- **SELECTED TEXT**:
#####

Fusion energy breakthrough at the world-leading Joint European Torus facility

Scientists and engineers working at the Joint European Torus (JET) have achieved a record performance for sustained fusion energy. It is the clearest demonstration of the potential for fusion energy to deliver safe and sustainable low-carbon energy in almost 25 years.

Researchers from the EUROfusion consortium – a team of 4,800 scientists, engineers, experts, students and staff from across Europe, including Switzerland, Ukraine and the United Kingdom (UK) – completed the fusion experimental campaign with the same fuel mixture to be used by future commercial fusion energy power plants.

EUROfusion scientists and engineers worked on the Joint European Torus (JET) jointly with scientists and researchers from the UK Atomic Energy Authority (UKAEA), the largest operational tokamak in the world, which is an experimental machine designed to harness the energy of fusion. They achieved a record of sustained fusion power in the form of heat during a five-second pulse – the duration of the plasma created by the JET machine. This produced a record 59 megajoules of fusion energy, more than doubling the previous record of 21.7 megajoules set in 1997 at JET while generating a vast amount of scientific data. It is a major step forward on fusion’s roadmap as a safe, efficient and low carbon energy.

#####

- **PROVIDED DATA**:
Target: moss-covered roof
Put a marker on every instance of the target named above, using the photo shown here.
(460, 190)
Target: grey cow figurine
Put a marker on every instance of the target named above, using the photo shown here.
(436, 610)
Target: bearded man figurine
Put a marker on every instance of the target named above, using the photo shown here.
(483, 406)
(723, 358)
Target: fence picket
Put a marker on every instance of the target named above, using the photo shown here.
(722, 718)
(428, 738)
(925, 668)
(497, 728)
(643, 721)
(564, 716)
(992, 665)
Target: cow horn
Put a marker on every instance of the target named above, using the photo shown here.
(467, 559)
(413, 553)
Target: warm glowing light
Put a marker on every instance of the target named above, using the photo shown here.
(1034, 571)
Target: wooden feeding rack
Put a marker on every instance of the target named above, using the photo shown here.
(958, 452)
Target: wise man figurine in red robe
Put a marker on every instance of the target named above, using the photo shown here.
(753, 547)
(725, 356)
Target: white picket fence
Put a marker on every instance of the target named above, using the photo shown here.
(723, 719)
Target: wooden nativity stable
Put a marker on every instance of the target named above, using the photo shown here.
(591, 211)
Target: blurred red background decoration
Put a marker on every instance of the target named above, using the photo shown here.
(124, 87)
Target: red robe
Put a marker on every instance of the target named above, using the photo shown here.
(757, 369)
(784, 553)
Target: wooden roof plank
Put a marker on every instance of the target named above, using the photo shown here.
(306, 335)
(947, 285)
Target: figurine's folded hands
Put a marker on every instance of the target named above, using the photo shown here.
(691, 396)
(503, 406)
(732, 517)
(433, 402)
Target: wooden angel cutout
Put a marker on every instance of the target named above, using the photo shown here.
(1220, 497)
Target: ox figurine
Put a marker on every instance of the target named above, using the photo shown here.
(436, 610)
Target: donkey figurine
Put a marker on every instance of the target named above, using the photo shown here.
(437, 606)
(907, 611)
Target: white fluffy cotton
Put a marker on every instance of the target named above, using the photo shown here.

#####

- **EXERCISE TASK 1**: Decide whether each statement agrees with the text on the JET fusion record, answering yes or no and quoting the deciding words of the text: (a) The experiment produced 59 megajoules of fusion energy. (b) The previous record was set at JET in 2007. (c) The EUROfusion consortium is a team of 4,800 people.
- **EXERCISE TASK 2**: According to the text on the JET fusion record, how long was the pulse during which the record fusion power was sustained?

- **TASK RESULT 1**:
(a) Yes: "This produced a record 59 megajoules of fusion energy"
(b) No: "the previous record of 21.7 megajoules set in 1997 at JET"
(c) Yes: "a team of 4,800 scientists, engineers, experts, students and staff from across Europe"

- **TASK RESULT 2**: Five seconds.